**TEXT FOR ANALYSIS**
++++
Weaker-Economic and Stronger-Inflation Reporting Remain Likely in the Month and Months Ahead.  [Except for the detail on the pending second-quarter 2013 GDP revision, the balance of this Week Ahead section is unchanged from the prior Commentary.]  Given underlying economic activity that continues to appear weaker than overly-optimistic market expectations, and given underlying fundamentals that are suggestive of deteriorating business activity, weaker-than-consensus economic reporting should be the ongoing trend. 

Separately, given that energy-inflation-related seasonal-adjustment factors are on the plus-side for a couple of months, combined with stable or higher oil and gasoline prices, stronger-than-expected headline CPI and PPI also are likely for at least the next month or two.

Reflecting the still-likely negative impact on the U.S. dollar in the currency markets, pending from continuing QE3, and the still-festering fiscal crisis/debt-ceiling debacle (see Hyperinflation Outlook section), reporting in the ensuing months and year ahead generally should reflect much higher-than-expected inflation (see No. 527: Special Commentary).

Where market expectations for economic data in the months and year ahead should begin to soften, weaker-than-expected economic results remain likely, given the still-intensifying structural liquidity constraints on the consumer, as discussed in the Opening Comments section of Commentary No. 549.

Reporting Quality Issues and Systemic Reporting Biases.  Significant reporting-quality problems remain with most major economic series.  Headline reporting issues are tied largely to systemic distortions of seasonal adjustments.  The data instabilities were induced by the still-ongoing economic turmoil of the last six-to-seven years, which has been without precedent in the post-World War II era of modern economic reporting.  These impaired reporting methodologies provide particularly unstable headline economic results, where concurrent seasonal adjustments are used (as with retail sales, durable goods orders, employment and unemployment data), and they have thrown into question the statistical-significance of the headline month-to-month reporting for many popular economic series.

With an increasing trend towards downside surprises in near-term economic reporting, recognition of an intensifying double-dip recession should continue to gain.  Nascent concerns of a mounting inflation threat, though muted, increasingly have been rekindled by the Fed’s monetary policies.  Again, though, significant inflation shocks are looming in response to the fiscal crisis and a likely, severely-negative response in the global currency markets against the U.S. dollar.

The political system and Wall Street would like to see the issues disappear, and the popular media do their best to avoid publicizing unhappy economic news, putting out happy analyses on otherwise negative numbers.  Pushing the politicians and media, the financial markets and their related spinmeisters do their best to hype anything that can be given a positive spin, to avoid recognition of serious problems for as long as possible.  Those imbedded, structural problems, though, have horrendous implications for the markets and for systemic stability, as discussed in Hyperinflation 2012, No. 485: Special Commentary and No. 527: Special Commentary.
++++
**INFORMATION SHOWN**
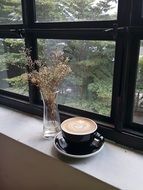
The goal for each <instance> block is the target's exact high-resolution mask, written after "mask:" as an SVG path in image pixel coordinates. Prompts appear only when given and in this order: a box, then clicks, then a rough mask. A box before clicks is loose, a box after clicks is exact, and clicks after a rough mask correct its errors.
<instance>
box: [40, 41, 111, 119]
mask: <svg viewBox="0 0 143 190" xmlns="http://www.w3.org/2000/svg"><path fill="white" fill-rule="evenodd" d="M38 50H39V58H40V59H43V61H46V63H47V64H48V63H49V60H50V59H49V57H50V55H51V53H52V52H53V51H62V52H63V53H64V55H65V56H66V57H68V58H69V64H70V66H71V69H72V73H71V74H70V75H69V76H68V77H66V78H65V80H64V83H63V84H62V85H61V88H60V92H59V98H58V103H59V104H62V105H66V106H69V107H73V108H78V109H81V110H86V111H90V112H95V113H98V114H102V115H106V116H110V111H111V98H112V81H113V68H114V54H115V43H114V42H109V41H86V40H51V39H50V40H42V39H39V40H38Z"/></svg>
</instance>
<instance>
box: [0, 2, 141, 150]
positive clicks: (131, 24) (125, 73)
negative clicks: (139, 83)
++++
**EXERCISE REQUIREMENTS**
• a. Reproduce the economic commentary from "Weaker-Economic and Stronger-Inflation" up to and including "month or two.", swapping "oil and gasoline prices" for "fuel prices".
• b. In the economic commentary, which series are named as using concurrent seasonal adjustments?

**EXERCISE SOLUTIONS**
• a.
Weaker-Economic and Stronger-Inflation Reporting Remain Likely in the Month and Months Ahead.  [Except for the detail on the pending second-quarter 2013 GDP revision, the balance of this Week Ahead section is unchanged from the prior Commentary.]  Given underlying economic activity that continues to appear weaker than overly-optimistic market expectations, and given underlying fundamentals that are suggestive of deteriorating business activity, weaker-than-consensus economic reporting should be the ongoing trend. 

Separately, given that energy-inflation-related seasonal-adjustment factors are on the plus-side for a couple of months, combined with stable or higher fuel prices, stronger-than-expected headline CPI and PPI also are likely for at least the next month or two.

• b. Retail sales, durable goods orders, employment and unemployment data.